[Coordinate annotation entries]
========================

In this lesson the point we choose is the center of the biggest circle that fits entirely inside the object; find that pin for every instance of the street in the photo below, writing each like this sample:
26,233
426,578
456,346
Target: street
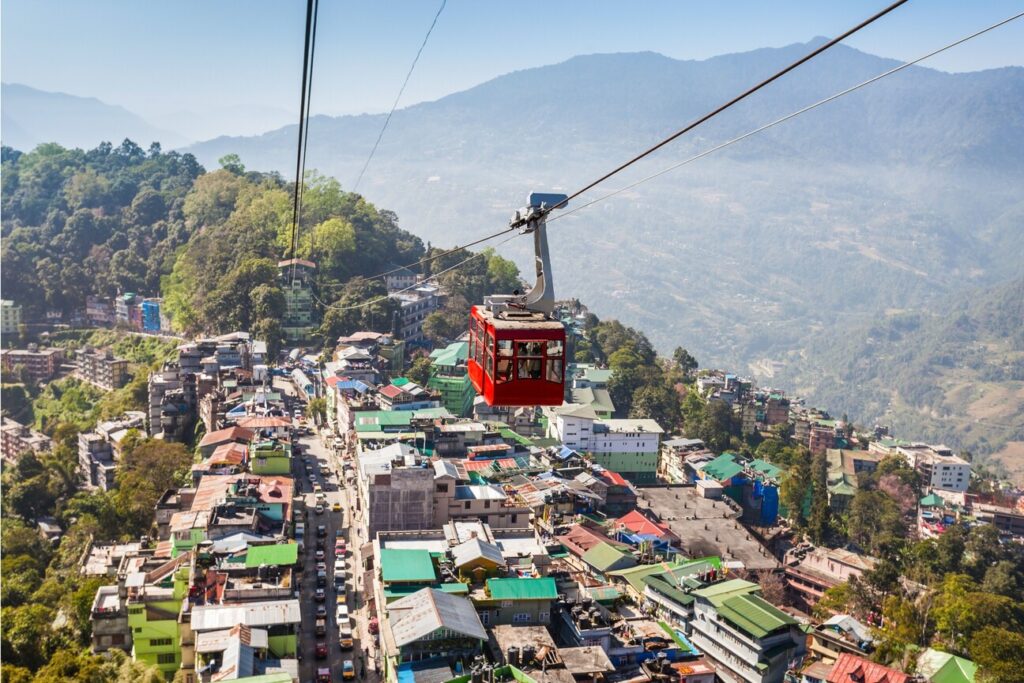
309,463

========================

§ PROBLEM TO SOLVE: Reproduce all of the material above word for word and line for line, leaving the picture out of your reply.

§ REPLY TO THE TASK:
In this lesson the point we choose is the center of the biggest circle that fits entirely inside the object; find that pin for every instance of the street in the photo below, writing each like this sample:
26,233
426,578
456,346
Target: street
309,463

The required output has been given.